* BEGIN RECORDS FOR THE TASK *

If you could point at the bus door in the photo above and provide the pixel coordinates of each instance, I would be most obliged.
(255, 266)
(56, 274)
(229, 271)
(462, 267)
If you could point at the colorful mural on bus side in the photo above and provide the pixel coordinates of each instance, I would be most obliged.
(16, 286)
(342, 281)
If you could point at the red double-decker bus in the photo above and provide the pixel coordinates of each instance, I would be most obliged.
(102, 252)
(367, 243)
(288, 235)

* END RECORDS FOR THE TASK *

SET PROBLEM — Convert the lines above into a JSON list of strings, one string per line and with blank lines omitted. Begin at the line that contains "If you could point at the colorful" and stop after the final line.

FINISHED ANSWER —
[
  "If you could point at the colorful mural on bus side in the photo above and provide the pixel coordinates of each instance, I would be most obliged.",
  "(16, 286)",
  "(342, 281)",
  "If you could point at the red double-decker bus in the photo above and provide the pixel coordinates of each instance, I would be most obliged.",
  "(102, 252)",
  "(367, 243)",
  "(288, 235)"
]